Dataset records on object locations:
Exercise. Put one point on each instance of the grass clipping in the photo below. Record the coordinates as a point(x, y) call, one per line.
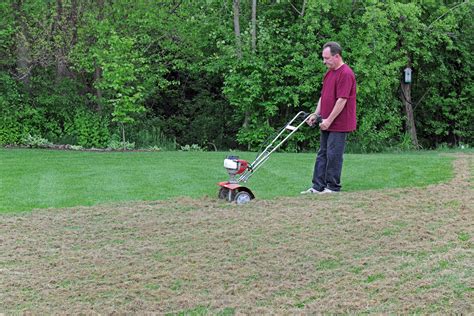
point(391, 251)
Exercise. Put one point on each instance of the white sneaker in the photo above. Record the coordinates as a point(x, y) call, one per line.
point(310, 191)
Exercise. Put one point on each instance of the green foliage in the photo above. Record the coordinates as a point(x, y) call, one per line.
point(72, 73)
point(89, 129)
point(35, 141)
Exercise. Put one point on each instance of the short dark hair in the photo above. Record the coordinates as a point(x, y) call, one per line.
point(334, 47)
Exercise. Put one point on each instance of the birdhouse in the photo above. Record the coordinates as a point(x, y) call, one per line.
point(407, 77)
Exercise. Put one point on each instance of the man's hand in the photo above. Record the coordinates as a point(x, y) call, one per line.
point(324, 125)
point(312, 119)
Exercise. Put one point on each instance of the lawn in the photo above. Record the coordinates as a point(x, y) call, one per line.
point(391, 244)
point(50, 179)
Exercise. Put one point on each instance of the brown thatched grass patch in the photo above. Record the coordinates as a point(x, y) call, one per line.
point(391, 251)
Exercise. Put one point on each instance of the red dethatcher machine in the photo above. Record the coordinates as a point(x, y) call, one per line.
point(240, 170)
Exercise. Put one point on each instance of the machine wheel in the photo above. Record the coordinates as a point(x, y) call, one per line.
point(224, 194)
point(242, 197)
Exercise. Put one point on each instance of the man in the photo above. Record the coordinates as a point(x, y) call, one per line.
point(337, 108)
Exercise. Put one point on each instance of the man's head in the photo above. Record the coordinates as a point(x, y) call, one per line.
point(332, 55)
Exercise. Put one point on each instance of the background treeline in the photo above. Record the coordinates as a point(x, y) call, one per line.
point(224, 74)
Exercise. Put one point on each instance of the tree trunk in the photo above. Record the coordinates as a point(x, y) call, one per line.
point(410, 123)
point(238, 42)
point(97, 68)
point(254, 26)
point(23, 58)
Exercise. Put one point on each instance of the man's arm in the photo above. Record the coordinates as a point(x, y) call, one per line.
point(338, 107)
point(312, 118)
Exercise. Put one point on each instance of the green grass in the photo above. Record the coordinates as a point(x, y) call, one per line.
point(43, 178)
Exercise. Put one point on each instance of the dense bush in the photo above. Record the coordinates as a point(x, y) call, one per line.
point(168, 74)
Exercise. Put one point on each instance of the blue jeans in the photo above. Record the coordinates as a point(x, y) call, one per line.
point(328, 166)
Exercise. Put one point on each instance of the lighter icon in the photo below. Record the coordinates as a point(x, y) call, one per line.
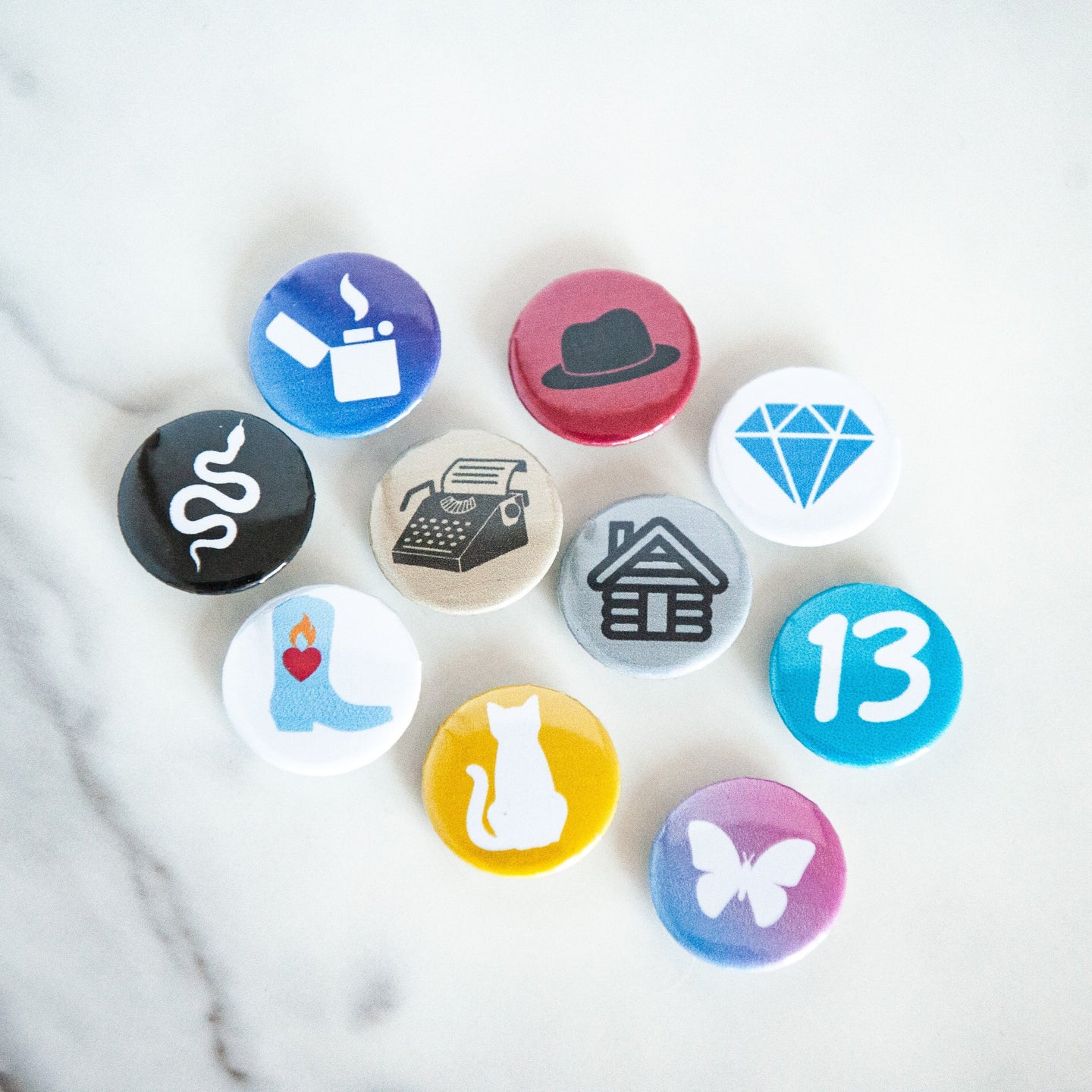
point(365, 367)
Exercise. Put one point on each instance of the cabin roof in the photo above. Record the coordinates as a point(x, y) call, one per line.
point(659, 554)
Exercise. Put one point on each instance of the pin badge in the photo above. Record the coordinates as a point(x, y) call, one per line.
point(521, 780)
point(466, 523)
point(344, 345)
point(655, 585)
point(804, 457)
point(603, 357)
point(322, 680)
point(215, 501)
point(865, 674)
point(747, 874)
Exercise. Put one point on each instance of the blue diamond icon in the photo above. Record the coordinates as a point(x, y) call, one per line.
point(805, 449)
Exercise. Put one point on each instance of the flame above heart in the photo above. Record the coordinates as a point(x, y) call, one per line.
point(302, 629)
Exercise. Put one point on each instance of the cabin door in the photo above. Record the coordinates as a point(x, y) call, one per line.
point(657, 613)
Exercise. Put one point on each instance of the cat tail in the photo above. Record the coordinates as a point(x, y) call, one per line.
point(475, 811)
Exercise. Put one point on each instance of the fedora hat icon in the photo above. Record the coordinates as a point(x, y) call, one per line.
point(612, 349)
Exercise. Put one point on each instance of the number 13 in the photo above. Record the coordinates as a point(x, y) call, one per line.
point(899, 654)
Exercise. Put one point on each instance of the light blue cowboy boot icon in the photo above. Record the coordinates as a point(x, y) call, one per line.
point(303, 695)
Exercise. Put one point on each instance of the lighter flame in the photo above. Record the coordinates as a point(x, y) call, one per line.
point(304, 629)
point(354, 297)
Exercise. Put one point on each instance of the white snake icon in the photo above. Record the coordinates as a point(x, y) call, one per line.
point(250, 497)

---

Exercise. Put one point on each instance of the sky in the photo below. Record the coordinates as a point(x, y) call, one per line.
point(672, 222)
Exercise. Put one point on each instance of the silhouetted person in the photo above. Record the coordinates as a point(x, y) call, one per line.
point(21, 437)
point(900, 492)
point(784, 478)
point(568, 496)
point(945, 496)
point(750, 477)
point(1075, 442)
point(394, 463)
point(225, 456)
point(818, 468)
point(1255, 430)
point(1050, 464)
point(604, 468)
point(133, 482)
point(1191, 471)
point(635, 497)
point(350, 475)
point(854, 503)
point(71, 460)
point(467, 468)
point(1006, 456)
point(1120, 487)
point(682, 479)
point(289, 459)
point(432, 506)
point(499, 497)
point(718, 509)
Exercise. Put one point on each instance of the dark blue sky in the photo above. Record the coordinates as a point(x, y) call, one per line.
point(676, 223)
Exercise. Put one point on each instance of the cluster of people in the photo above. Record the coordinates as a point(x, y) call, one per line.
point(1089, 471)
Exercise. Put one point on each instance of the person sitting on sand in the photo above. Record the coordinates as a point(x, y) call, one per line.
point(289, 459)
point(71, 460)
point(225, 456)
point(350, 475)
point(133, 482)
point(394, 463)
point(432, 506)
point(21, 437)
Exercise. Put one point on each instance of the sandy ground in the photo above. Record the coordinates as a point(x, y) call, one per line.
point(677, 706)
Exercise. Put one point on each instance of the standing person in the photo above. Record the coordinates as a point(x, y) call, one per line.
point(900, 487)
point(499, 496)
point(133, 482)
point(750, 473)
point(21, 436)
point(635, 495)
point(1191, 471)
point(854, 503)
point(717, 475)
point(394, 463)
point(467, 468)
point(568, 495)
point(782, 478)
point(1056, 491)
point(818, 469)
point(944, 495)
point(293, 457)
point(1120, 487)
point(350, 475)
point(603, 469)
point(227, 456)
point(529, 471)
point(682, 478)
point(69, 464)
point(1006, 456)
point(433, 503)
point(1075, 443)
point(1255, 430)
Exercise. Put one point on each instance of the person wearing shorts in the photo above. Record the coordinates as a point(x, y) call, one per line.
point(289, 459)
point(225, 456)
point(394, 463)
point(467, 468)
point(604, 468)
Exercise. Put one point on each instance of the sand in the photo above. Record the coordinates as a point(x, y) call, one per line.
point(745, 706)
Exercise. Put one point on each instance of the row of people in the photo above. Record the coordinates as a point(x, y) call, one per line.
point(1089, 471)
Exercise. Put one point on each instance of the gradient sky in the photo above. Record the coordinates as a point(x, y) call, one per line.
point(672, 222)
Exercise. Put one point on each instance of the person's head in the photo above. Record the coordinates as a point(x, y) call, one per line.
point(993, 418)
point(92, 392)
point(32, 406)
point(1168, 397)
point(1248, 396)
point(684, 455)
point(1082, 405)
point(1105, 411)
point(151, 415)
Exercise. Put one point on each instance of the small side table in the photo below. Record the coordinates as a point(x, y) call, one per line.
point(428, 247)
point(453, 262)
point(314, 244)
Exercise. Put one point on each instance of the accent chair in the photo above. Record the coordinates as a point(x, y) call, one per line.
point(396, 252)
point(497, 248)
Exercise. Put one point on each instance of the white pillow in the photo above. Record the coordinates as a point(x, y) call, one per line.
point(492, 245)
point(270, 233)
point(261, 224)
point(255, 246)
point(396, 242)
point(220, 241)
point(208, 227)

* * *

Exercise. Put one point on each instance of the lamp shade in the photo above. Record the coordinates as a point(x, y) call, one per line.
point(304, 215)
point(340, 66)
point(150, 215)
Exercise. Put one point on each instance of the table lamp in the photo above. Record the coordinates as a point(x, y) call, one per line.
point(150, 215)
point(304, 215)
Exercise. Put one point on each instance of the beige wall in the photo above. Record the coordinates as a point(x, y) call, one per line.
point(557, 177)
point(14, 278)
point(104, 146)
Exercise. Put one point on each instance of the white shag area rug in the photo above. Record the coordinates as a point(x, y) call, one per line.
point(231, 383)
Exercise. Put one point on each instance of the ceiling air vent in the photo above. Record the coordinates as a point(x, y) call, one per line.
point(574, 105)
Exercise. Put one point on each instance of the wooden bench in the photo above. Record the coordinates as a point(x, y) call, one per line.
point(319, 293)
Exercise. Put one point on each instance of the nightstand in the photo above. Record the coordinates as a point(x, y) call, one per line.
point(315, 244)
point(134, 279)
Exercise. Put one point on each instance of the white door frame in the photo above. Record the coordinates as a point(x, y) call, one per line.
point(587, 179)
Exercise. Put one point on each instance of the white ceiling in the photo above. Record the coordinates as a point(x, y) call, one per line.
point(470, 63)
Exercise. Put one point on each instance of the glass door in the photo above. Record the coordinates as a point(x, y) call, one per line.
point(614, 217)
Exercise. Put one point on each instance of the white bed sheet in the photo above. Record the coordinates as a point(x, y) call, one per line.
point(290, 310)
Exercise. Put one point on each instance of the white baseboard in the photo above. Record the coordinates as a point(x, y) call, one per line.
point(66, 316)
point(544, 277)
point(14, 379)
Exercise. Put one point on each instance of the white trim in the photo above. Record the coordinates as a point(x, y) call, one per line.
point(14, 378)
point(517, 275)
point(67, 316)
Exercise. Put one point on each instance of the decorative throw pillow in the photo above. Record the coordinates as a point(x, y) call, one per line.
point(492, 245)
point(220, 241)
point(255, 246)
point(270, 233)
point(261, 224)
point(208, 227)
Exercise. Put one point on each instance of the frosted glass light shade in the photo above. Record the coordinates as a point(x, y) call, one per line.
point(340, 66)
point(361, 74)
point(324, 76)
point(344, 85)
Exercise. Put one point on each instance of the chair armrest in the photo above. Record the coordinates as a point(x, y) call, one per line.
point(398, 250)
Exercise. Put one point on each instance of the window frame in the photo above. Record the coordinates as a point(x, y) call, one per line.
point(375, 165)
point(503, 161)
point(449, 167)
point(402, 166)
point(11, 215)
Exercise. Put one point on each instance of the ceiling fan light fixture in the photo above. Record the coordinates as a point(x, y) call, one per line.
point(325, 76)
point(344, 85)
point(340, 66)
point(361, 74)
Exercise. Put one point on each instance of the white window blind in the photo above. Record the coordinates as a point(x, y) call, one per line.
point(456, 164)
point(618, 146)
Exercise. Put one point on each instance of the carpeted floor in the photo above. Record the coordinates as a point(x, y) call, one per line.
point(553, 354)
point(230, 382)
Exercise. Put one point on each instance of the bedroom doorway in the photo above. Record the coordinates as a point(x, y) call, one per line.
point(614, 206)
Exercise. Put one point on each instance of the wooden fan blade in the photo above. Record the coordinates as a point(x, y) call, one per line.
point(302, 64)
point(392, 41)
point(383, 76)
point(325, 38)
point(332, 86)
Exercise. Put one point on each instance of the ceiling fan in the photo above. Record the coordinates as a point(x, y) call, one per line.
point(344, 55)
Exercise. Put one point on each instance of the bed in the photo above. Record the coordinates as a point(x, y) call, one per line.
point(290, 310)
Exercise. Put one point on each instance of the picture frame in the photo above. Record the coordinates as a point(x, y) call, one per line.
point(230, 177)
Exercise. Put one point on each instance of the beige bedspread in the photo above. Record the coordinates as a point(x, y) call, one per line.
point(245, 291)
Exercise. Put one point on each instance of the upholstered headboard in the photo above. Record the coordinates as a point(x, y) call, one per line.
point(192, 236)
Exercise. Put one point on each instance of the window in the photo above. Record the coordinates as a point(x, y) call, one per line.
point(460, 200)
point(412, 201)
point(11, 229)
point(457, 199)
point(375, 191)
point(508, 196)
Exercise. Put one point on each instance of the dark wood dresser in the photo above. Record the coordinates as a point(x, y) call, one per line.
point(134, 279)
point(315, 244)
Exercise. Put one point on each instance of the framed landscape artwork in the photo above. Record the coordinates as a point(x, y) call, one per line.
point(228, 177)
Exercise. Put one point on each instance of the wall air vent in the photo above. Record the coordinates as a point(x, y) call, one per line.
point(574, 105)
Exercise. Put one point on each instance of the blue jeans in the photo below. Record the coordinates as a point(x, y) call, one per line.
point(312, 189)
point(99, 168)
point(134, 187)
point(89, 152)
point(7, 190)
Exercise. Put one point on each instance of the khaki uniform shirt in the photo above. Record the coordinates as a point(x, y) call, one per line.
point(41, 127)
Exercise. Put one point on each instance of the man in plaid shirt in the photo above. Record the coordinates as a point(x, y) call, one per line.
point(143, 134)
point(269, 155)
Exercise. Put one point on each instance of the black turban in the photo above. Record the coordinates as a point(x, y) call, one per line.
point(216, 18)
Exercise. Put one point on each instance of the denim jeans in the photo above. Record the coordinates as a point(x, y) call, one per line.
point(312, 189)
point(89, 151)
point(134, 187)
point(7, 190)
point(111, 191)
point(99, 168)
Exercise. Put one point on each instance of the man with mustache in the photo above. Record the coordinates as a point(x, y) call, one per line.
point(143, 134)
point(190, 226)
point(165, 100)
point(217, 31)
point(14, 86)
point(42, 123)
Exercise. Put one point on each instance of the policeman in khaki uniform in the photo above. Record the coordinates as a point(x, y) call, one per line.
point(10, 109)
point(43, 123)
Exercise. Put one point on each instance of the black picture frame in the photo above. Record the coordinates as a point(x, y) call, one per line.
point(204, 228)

== Stated task ==
Copy out, unchanged, every line of the items from the line containing "Exercise. Put one point on each instance of the bedroom" through the line containing "point(228, 177)", with both of those lines included.

== Full solution ==
Exercise. Put one point on each instance of the bedroom doorway in the photo above. Record the coordinates as a point(x, y) call, one per line.
point(614, 206)
Exercise. Put one point on each instance of the wooden fan blade in the photo above. Record the coordinates as a point(x, y) call, one per line.
point(302, 64)
point(392, 41)
point(383, 76)
point(325, 38)
point(332, 86)
Exercise. Put one point on each instance of the ceiling fan in the photo above. Record the coordinates as a point(x, y) call, one per line.
point(344, 55)
Exercise. Put one point on each instance of the bed in the photo above. Record the coordinates as a point(x, y) call, one per line.
point(290, 310)
Exercise. Put one point on each instance of the picture frame in the photo above. Record the coordinates as a point(x, y) call, one per line.
point(230, 177)
Exercise. Put one point on each instance of the beige bedspread in the photo above. Record the coordinates as a point(x, y) call, one per line.
point(245, 291)
Exercise. Put one point on each instance of the upholstered headboard in the photo above. Record the coordinates as a point(x, y) call, one per line.
point(192, 236)
Exercise. Put one point on each instance of the window in the photo above. Record the coordinates as a point(x, y) call, one per line.
point(460, 200)
point(412, 201)
point(11, 229)
point(457, 199)
point(375, 191)
point(508, 196)
Exercise. Put one point on each instance of the dark wood dresser in the photo above. Record the coordinates as a point(x, y) call, one per line.
point(134, 279)
point(315, 244)
Exercise. Put one point on each instance of the framed landscape artwork in the photo above. Record the coordinates as a point(x, y) call, one per line.
point(228, 177)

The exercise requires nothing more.